**** Raw records
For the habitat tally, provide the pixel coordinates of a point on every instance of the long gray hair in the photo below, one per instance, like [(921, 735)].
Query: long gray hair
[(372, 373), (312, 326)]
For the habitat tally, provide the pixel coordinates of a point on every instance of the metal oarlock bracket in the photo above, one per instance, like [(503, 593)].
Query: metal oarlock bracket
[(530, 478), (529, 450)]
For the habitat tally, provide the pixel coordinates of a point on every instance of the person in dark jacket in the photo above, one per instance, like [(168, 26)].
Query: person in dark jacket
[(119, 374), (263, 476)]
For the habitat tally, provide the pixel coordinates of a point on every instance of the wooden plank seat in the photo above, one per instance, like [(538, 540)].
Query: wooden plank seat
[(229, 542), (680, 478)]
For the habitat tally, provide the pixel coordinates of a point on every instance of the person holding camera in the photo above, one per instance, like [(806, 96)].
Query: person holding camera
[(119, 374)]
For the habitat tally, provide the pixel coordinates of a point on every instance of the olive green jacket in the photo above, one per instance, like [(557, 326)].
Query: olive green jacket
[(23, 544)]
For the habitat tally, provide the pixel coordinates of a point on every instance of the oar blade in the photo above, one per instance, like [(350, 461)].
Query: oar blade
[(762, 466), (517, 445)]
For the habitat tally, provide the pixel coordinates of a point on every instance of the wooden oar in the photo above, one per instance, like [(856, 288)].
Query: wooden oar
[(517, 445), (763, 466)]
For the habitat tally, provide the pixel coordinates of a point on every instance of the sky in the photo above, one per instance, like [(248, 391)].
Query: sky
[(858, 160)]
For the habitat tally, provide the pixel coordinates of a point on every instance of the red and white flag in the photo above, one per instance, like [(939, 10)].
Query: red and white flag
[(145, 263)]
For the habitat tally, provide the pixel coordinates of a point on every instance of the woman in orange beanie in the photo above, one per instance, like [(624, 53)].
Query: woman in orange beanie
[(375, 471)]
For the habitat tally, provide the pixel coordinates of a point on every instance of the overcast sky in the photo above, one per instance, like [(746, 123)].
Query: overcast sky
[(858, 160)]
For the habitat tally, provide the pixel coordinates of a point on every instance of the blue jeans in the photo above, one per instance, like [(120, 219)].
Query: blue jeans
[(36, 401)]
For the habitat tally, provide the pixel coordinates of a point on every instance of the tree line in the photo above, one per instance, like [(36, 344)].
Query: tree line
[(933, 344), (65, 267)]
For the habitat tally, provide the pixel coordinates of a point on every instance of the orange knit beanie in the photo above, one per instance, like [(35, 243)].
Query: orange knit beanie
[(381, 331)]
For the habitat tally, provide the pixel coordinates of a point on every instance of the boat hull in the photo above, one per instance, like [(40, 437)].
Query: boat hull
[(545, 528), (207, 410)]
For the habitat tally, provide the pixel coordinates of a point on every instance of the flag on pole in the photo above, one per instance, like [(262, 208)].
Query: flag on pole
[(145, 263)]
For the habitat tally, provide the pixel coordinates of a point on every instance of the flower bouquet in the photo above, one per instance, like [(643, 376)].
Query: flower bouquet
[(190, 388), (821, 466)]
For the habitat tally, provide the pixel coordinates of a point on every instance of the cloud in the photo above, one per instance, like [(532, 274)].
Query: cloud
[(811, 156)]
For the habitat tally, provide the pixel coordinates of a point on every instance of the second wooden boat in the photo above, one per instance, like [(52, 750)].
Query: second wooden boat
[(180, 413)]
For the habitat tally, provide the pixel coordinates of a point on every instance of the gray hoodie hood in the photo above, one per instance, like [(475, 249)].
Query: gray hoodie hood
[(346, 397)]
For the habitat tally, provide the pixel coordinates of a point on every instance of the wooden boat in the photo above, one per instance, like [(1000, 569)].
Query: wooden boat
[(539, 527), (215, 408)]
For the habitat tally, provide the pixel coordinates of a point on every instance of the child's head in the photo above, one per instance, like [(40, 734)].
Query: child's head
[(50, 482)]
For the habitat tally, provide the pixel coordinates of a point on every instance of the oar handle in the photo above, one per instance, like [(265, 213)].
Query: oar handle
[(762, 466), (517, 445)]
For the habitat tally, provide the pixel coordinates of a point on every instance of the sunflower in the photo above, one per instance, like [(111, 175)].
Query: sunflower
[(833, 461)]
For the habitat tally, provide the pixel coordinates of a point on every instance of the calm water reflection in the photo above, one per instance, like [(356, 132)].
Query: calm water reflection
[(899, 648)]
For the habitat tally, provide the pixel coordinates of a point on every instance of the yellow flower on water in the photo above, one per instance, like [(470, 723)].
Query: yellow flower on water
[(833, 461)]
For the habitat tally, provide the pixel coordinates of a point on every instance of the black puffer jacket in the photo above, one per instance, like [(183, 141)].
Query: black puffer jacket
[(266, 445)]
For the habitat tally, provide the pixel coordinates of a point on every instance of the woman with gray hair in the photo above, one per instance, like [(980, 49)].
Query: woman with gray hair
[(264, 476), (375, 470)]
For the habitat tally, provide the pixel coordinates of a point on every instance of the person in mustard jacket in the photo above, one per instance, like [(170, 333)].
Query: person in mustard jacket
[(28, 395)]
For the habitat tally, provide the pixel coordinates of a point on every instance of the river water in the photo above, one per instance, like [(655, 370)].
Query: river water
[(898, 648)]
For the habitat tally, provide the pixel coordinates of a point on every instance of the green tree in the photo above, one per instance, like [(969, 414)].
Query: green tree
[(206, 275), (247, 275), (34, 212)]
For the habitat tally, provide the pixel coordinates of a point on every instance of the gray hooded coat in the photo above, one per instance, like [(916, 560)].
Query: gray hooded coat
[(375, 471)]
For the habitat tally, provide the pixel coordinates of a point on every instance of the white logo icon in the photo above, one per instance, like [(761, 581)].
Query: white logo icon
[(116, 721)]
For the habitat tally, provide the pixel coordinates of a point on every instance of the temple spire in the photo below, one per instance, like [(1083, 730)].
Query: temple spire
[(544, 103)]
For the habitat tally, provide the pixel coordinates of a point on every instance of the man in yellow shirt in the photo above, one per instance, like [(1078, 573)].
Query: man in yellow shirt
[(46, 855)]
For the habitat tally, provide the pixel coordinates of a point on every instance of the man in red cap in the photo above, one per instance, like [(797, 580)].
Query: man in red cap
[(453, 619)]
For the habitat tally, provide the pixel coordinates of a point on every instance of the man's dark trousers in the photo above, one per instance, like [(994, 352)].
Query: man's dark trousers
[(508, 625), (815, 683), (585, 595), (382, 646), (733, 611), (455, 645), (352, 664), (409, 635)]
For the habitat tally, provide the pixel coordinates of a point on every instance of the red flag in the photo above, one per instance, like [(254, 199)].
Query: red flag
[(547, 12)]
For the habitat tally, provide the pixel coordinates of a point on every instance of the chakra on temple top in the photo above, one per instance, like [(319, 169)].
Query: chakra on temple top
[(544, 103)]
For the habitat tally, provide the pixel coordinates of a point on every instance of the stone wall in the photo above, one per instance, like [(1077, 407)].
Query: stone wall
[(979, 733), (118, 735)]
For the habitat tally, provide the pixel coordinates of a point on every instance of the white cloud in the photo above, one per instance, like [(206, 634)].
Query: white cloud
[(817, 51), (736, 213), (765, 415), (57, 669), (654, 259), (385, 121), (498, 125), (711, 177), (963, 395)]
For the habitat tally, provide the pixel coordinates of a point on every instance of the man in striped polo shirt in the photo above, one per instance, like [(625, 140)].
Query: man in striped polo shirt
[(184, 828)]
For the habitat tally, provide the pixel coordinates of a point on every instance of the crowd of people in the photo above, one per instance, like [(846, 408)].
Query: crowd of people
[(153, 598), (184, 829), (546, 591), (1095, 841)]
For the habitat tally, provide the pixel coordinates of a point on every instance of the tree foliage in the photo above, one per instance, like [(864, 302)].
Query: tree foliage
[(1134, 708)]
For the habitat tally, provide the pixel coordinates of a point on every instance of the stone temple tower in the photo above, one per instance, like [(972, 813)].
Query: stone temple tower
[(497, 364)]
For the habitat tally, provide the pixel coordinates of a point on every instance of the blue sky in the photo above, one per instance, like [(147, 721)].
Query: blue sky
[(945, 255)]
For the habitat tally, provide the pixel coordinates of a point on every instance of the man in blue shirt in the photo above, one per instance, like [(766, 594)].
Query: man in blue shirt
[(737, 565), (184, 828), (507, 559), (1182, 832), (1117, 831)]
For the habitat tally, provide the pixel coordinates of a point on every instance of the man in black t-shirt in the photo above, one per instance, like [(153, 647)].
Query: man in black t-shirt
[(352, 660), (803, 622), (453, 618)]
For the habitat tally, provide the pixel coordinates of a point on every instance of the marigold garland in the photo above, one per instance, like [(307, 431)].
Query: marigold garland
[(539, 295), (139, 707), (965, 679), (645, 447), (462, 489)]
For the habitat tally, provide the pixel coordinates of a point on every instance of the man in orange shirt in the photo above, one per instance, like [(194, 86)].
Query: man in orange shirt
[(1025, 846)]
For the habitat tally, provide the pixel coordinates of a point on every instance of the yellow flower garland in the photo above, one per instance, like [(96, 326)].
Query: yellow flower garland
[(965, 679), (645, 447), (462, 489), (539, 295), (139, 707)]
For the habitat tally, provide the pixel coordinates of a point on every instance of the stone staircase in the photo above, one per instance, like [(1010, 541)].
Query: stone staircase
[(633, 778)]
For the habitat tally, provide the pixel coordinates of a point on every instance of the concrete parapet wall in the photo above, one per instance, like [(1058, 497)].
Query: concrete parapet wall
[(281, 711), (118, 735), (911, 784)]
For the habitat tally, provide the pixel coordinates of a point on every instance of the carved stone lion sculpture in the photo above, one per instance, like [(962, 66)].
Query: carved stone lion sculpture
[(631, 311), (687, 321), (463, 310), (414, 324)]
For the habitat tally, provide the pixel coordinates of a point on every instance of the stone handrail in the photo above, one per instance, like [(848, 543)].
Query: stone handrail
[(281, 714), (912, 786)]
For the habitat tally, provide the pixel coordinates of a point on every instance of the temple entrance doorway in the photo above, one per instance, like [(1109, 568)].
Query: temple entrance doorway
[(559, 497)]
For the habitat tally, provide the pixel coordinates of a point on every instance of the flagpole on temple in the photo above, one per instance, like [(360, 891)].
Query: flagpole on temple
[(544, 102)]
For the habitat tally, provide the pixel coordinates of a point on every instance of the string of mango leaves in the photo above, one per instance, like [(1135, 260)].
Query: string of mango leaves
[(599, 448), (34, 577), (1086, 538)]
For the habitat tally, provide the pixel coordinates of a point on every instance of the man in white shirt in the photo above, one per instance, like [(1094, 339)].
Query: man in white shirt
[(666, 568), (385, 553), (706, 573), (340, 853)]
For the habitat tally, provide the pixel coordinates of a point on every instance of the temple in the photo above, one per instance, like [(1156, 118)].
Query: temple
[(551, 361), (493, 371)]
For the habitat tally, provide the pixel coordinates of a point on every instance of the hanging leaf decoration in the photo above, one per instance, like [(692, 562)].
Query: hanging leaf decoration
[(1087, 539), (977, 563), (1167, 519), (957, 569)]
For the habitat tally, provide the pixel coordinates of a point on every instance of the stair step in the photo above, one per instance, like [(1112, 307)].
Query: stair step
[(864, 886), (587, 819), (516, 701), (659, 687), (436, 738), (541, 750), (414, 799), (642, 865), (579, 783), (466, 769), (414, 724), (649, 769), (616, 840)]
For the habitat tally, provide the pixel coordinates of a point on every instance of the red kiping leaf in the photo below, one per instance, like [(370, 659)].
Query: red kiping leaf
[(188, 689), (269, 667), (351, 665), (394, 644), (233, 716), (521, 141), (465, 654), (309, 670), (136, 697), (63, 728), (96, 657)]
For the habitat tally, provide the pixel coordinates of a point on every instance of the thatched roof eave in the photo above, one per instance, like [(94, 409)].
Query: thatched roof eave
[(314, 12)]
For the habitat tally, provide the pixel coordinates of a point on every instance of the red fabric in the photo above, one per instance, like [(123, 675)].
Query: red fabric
********
» Problem description
Print, unchanged, the lines above from the line with "like [(319, 169)]." to the line with "[(352, 660), (803, 622), (453, 618)]", including both of those lines.

» Exercise output
For the habitat tally, provide the pixel coordinates of a point on every instance of the chakra on temple top in the photo above, one per instance, like [(319, 169)].
Query: chakra on temple top
[(544, 103)]
For the habitat tally, provide the pixel coordinates of a point on every instance of the stone wall in the photo above, one per instance, like [(1077, 407)].
Query: stone wall
[(979, 733), (118, 735)]
For the habitat tally, provide the pixel coordinates of a point on every instance of the white cloud in the photo above, one per instance, like [(206, 634)].
Query: white cloud
[(817, 51), (736, 213), (765, 415), (57, 669), (654, 259), (385, 121), (498, 125), (711, 177), (963, 395)]
For the habitat tally, provide the pixel coordinates of a point on every instance of the man in striped polo shirt in the photo above, one per instance, like [(625, 140)].
Query: man in striped polo shirt
[(184, 828)]
For the habitat tally, provide the pixel coordinates of a point on every instance of the crowd of people in the photo above, one per instance, like [(846, 408)].
Query: crowd of people
[(153, 598), (184, 829), (546, 591), (1095, 841)]
For the habitat tally, provide the pixel coordinates of a point on every instance of the tree foliage in the photo above, one per instance, like [(864, 302)].
Query: tree foliage
[(1134, 708)]
For the habitat tally, provide the pixel coordinates of a point on every instance of the stone temple tower in the photo above, one per instance, like [(972, 813)].
Query: stone temple tower
[(497, 364)]
For the habitat tally, provide the pixel coordinates of a point on every instance of the blue sky in the photo above, one per instance, like [(147, 721)].
Query: blue sky
[(945, 255)]
For the habitat tally, provide the pixel coordinates of a point on every instance of the man in blue shirt in the photo above, one per instance, like [(766, 594)].
Query: man in blue shirt
[(737, 565), (184, 828), (507, 559), (1182, 832), (1117, 831)]
For the habitat tally, provide the pixel coordinates of a point on every instance of the man in black t-shirt in the photo above, one per instance, like [(153, 647)].
Query: man in black t-shirt
[(352, 660), (803, 622), (453, 618)]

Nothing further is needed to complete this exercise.